EXERCISE 1: In the excerpt on grief and faith, which church did the writer attend a couple weeks later?
EXERCISE 2: Please return a passage from the excerpt on grief and faith word for word, beginning at "I attended the" and stopping after "own tears entwine.".

But in the moment of grief and pain, I realized I needed the Christian-basis that I raised me. I needed that old-time religion that I had resisted and run away from. Fortunately, that’s what I experienced.

Those old hymns. The rhythm and richness of prayers. The scriptures reminding us that God is our shepherd whose mere presence comforts us. The preaching of Christ and his humanity and his understanding of our grief. The sharing of our pain and the sensing of the Lord’s peace through it all. All of these things resonated so deeply and were so necessary for me amid my loss.

I attended the First Congregational Church in Albany a couple weeks later. The first time in a Christian church on a Sunday morning in some time. The liturgy hit me deep. It was as if my mother were singing me to sleep. Then came Pastor Randy Hammer’s sermon. I remember his words, “God suffers with us.”

God is not some external Santa Claus figure making a list and checking it twice, wielding out rewards and punishments as he sees fit. God is not a puppeteer controlling us puppets and the stage acted upon. God is closer to us then that. God comes to earth in the form of a man, humbling himself as a suffering servant. And that figure, that form, that Christ, weeps with us.

This is a theology of tears. God weeps. God weeps with us. God weeps divine tears. And in our vulnerable moments when tears mark our brokenness, the tears of the One who weeps and our own tears entwine.

God without tears is an impersonal God too transcendent to mean anything to us. God with tears is like us, for us, with us, within us. Thankfully, we have a God that suffers with us and even weeps with us.

And these divine tears lead to healing.

GIVEN DATA:
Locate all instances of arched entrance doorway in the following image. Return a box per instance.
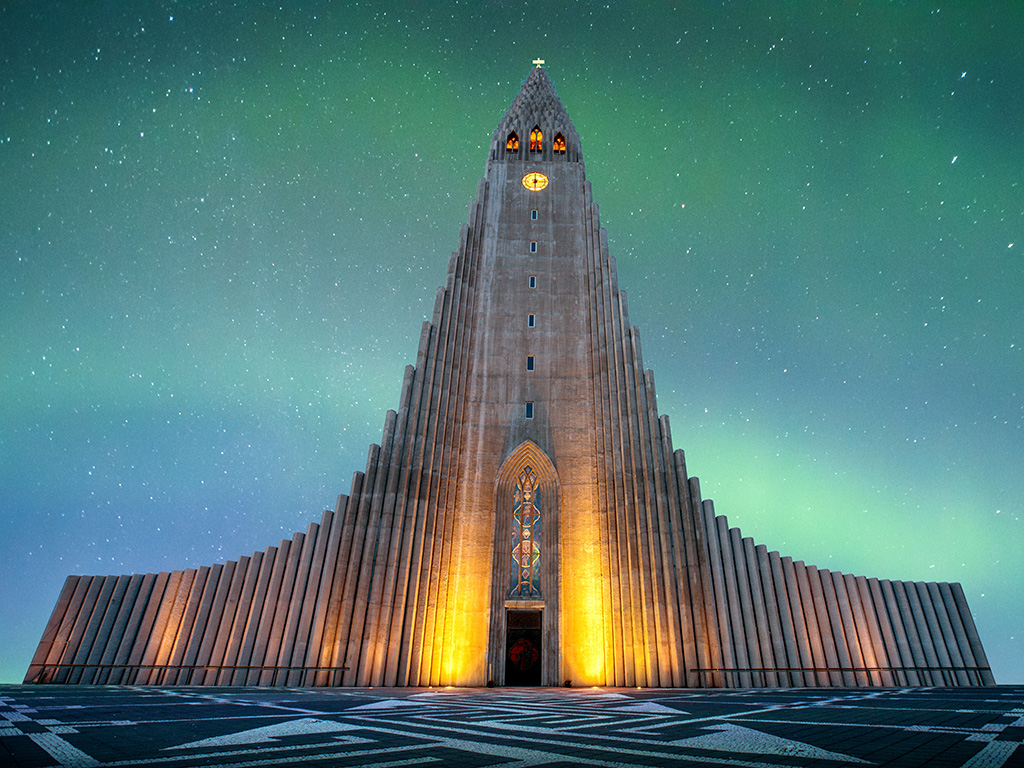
[487,440,561,685]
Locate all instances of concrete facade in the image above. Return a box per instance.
[26,68,994,687]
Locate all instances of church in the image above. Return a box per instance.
[25,61,994,688]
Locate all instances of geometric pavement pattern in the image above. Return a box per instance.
[0,685,1024,768]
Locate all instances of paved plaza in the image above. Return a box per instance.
[0,685,1024,768]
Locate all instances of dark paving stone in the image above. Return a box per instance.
[0,686,1024,768]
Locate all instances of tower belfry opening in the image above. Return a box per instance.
[26,66,994,687]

WRITTEN SOLUTION 1: The First Congregational Church in Albany.

WRITTEN SOLUTION 2:
I attended the First Congregational Church in Albany a couple weeks later. The first time in a Christian church on a Sunday morning in some time. The liturgy hit me deep. It was as if my mother were singing me to sleep. Then came Pastor Randy Hammer’s sermon. I remember his words, “God suffers with us.”

God is not some external Santa Claus figure making a list and checking it twice, wielding out rewards and punishments as he sees fit. God is not a puppeteer controlling us puppets and the stage acted upon. God is closer to us then that. God comes to earth in the form of a man, humbling himself as a suffering servant. And that figure, that form, that Christ, weeps with us.

This is a theology of tears. God weeps. God weeps with us. God weeps divine tears. And in our vulnerable moments when tears mark our brokenness, the tears of the One who weeps and our own tears entwine.